[Record extracts]
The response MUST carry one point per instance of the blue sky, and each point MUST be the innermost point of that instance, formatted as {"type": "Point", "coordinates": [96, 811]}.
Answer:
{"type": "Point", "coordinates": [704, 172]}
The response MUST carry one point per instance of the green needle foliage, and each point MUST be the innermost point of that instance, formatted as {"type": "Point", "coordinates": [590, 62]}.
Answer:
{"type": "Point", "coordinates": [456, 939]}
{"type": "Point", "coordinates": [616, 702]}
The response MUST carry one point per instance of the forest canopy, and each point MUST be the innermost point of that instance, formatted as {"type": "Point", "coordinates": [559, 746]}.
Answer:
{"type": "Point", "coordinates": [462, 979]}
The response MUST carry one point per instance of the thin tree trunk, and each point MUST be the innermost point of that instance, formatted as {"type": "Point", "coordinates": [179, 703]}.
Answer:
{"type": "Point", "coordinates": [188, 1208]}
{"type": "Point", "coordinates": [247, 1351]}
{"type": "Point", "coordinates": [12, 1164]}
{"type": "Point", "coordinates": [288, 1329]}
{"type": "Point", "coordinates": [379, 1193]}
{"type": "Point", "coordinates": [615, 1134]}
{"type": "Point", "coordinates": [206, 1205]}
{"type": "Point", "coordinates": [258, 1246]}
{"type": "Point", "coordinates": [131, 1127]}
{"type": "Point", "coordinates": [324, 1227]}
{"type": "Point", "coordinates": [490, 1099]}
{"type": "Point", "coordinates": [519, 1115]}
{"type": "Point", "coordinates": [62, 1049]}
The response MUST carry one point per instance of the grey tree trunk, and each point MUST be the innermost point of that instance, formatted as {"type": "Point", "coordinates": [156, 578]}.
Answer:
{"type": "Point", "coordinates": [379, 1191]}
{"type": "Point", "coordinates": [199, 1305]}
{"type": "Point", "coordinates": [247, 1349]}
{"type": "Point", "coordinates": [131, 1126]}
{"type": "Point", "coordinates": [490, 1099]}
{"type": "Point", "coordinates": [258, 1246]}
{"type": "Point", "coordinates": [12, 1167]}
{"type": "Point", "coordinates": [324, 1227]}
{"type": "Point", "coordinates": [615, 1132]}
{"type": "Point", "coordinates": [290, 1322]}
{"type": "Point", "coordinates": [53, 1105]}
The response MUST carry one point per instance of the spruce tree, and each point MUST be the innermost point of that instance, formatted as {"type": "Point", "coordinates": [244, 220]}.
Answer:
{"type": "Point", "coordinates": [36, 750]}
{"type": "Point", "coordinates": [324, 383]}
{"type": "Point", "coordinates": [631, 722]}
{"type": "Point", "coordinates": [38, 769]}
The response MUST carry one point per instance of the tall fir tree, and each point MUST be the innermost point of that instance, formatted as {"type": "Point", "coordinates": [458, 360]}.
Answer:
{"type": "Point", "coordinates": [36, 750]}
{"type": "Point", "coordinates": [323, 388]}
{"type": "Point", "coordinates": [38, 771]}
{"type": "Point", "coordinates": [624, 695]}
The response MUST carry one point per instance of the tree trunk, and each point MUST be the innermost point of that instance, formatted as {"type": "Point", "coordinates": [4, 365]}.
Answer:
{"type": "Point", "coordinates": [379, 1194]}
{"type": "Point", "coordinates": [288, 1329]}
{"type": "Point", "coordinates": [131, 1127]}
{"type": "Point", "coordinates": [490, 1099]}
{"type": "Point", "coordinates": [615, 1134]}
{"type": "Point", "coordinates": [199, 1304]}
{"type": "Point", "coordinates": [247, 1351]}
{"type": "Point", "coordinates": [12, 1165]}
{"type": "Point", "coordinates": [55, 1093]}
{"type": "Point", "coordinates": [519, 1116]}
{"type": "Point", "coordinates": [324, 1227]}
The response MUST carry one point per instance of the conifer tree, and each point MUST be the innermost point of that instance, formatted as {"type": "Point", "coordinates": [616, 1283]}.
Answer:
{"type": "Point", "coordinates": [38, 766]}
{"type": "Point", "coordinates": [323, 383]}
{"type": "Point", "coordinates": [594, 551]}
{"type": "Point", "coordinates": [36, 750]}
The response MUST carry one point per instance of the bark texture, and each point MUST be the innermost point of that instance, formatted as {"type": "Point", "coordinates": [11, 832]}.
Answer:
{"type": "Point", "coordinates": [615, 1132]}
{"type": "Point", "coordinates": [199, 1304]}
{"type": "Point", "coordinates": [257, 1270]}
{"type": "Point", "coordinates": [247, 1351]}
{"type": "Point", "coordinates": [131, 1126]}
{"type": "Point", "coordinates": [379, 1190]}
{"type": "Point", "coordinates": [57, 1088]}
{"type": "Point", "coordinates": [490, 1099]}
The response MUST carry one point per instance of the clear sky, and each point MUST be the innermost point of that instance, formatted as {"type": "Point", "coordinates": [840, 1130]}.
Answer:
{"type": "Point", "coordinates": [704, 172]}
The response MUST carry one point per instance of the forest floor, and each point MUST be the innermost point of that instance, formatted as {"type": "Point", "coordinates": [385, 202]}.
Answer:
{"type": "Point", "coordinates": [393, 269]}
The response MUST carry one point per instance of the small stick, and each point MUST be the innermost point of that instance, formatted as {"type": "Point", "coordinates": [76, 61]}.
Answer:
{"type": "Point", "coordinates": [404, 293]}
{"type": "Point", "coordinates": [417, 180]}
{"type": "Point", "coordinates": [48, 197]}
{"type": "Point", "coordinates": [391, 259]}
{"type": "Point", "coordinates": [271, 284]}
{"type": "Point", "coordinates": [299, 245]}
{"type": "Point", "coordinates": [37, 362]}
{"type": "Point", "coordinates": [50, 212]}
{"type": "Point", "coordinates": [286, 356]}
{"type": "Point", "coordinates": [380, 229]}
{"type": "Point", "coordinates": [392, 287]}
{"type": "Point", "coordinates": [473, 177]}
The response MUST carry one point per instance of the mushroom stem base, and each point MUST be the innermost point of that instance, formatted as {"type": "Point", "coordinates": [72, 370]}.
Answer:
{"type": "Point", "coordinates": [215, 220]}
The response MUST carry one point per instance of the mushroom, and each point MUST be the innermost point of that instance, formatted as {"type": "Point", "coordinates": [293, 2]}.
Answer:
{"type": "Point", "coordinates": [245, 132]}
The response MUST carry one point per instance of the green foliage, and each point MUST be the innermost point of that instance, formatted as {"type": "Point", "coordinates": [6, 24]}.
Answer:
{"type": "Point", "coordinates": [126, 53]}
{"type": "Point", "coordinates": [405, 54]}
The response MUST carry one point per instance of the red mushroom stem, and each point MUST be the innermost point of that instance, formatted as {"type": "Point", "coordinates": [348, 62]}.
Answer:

[Your task] Edit every entry above so that "innermost point" becomes "central point", and keep all other text the same.

[Task answer]
The response MUST carry one point per instance of the blue sky, and each point MUST be the central point of that instance, formatted as {"type": "Point", "coordinates": [96, 811]}.
Answer:
{"type": "Point", "coordinates": [704, 172]}
The response MUST carry one point per instance of the green needle foliage, and each point MUST be the central point of that instance, formatted as {"type": "Point", "coordinates": [590, 62]}.
Answer:
{"type": "Point", "coordinates": [456, 939]}
{"type": "Point", "coordinates": [616, 702]}
The response MUST carry one point per instance of the forest canopy, and each point MUST be the central point of that instance, formatted as {"type": "Point", "coordinates": [559, 746]}.
Answer:
{"type": "Point", "coordinates": [462, 979]}
The response MUST carry one point per instance of the thin tree trunk, and each point MUST be the central point of that instance, formatted as {"type": "Point", "coordinates": [179, 703]}.
Answer:
{"type": "Point", "coordinates": [188, 1208]}
{"type": "Point", "coordinates": [247, 1351]}
{"type": "Point", "coordinates": [12, 1164]}
{"type": "Point", "coordinates": [288, 1329]}
{"type": "Point", "coordinates": [379, 1193]}
{"type": "Point", "coordinates": [615, 1134]}
{"type": "Point", "coordinates": [206, 1205]}
{"type": "Point", "coordinates": [258, 1246]}
{"type": "Point", "coordinates": [131, 1127]}
{"type": "Point", "coordinates": [324, 1227]}
{"type": "Point", "coordinates": [490, 1099]}
{"type": "Point", "coordinates": [519, 1115]}
{"type": "Point", "coordinates": [62, 1049]}
The response MUST carry one point per instance of the grey tree trunk, and each point MUST be the central point of that instance, formatted as {"type": "Point", "coordinates": [156, 578]}.
Answer:
{"type": "Point", "coordinates": [379, 1191]}
{"type": "Point", "coordinates": [199, 1305]}
{"type": "Point", "coordinates": [247, 1349]}
{"type": "Point", "coordinates": [131, 1126]}
{"type": "Point", "coordinates": [490, 1099]}
{"type": "Point", "coordinates": [258, 1246]}
{"type": "Point", "coordinates": [12, 1167]}
{"type": "Point", "coordinates": [324, 1227]}
{"type": "Point", "coordinates": [615, 1132]}
{"type": "Point", "coordinates": [290, 1322]}
{"type": "Point", "coordinates": [53, 1105]}
The response MUST carry one point per instance of the spruce tree, and each point MUST be the central point of that instance, formatted as {"type": "Point", "coordinates": [244, 220]}.
Answer:
{"type": "Point", "coordinates": [36, 750]}
{"type": "Point", "coordinates": [324, 383]}
{"type": "Point", "coordinates": [631, 722]}
{"type": "Point", "coordinates": [38, 769]}
The response MUST carry one point per instance of the tall fir tree, and each point MUST be the central point of that instance, formatted as {"type": "Point", "coordinates": [458, 360]}.
Answer:
{"type": "Point", "coordinates": [36, 750]}
{"type": "Point", "coordinates": [323, 388]}
{"type": "Point", "coordinates": [38, 771]}
{"type": "Point", "coordinates": [624, 695]}
The response MUST carry one point per instance of the tree trunk, and each point MUST be the central point of that instance, formatted as {"type": "Point", "coordinates": [4, 365]}.
Answer:
{"type": "Point", "coordinates": [379, 1194]}
{"type": "Point", "coordinates": [288, 1329]}
{"type": "Point", "coordinates": [131, 1127]}
{"type": "Point", "coordinates": [490, 1099]}
{"type": "Point", "coordinates": [615, 1134]}
{"type": "Point", "coordinates": [199, 1304]}
{"type": "Point", "coordinates": [247, 1351]}
{"type": "Point", "coordinates": [12, 1165]}
{"type": "Point", "coordinates": [55, 1093]}
{"type": "Point", "coordinates": [519, 1116]}
{"type": "Point", "coordinates": [324, 1227]}
The response MUST carry one point per instance of the conifer tree, and each point MUST be the central point of that instance, formatted as {"type": "Point", "coordinates": [616, 1283]}.
Answer:
{"type": "Point", "coordinates": [38, 766]}
{"type": "Point", "coordinates": [323, 383]}
{"type": "Point", "coordinates": [594, 551]}
{"type": "Point", "coordinates": [36, 750]}
The response MUST carry one point per instance of the bark texture, and each point MUST be the central point of that instance, formatted as {"type": "Point", "coordinates": [11, 832]}.
Answer:
{"type": "Point", "coordinates": [615, 1132]}
{"type": "Point", "coordinates": [199, 1304]}
{"type": "Point", "coordinates": [257, 1270]}
{"type": "Point", "coordinates": [247, 1351]}
{"type": "Point", "coordinates": [131, 1126]}
{"type": "Point", "coordinates": [379, 1190]}
{"type": "Point", "coordinates": [57, 1088]}
{"type": "Point", "coordinates": [490, 1099]}
The response MUST carry one point per instance of the clear sky, and each point MUST be the central point of that instance, formatted as {"type": "Point", "coordinates": [840, 1130]}.
Answer:
{"type": "Point", "coordinates": [704, 172]}
The response MUST carry one point per instance of the forest floor, and each point MUST be the central point of that instance, formatted as {"type": "Point", "coordinates": [385, 202]}.
Answer:
{"type": "Point", "coordinates": [393, 269]}
The response MUST carry one point per instance of the small stick, and each point MUST be the central point of that instance, formatted as {"type": "Point", "coordinates": [76, 61]}.
Answer:
{"type": "Point", "coordinates": [404, 293]}
{"type": "Point", "coordinates": [417, 180]}
{"type": "Point", "coordinates": [48, 197]}
{"type": "Point", "coordinates": [391, 259]}
{"type": "Point", "coordinates": [271, 284]}
{"type": "Point", "coordinates": [299, 245]}
{"type": "Point", "coordinates": [37, 362]}
{"type": "Point", "coordinates": [50, 212]}
{"type": "Point", "coordinates": [286, 356]}
{"type": "Point", "coordinates": [380, 229]}
{"type": "Point", "coordinates": [392, 287]}
{"type": "Point", "coordinates": [473, 177]}
The response MUST carry one point per instance of the mushroom stem base, and each point MUST be the central point of that instance, formatted as {"type": "Point", "coordinates": [72, 370]}.
Answer:
{"type": "Point", "coordinates": [215, 220]}
The response MUST carry one point per instance of the mushroom, and each point MUST be the central point of that instance, formatted as {"type": "Point", "coordinates": [293, 2]}.
Answer:
{"type": "Point", "coordinates": [245, 132]}
The response MUST carry one point per instance of the green foliage, and each point MUST be the central point of that instance, formatted as {"type": "Point", "coordinates": [6, 24]}.
Answer:
{"type": "Point", "coordinates": [126, 53]}
{"type": "Point", "coordinates": [405, 54]}
The response MUST carry one point per instance of the red mushroom stem, and each point MUST be the central point of that instance, formatted as {"type": "Point", "coordinates": [348, 62]}.
Answer:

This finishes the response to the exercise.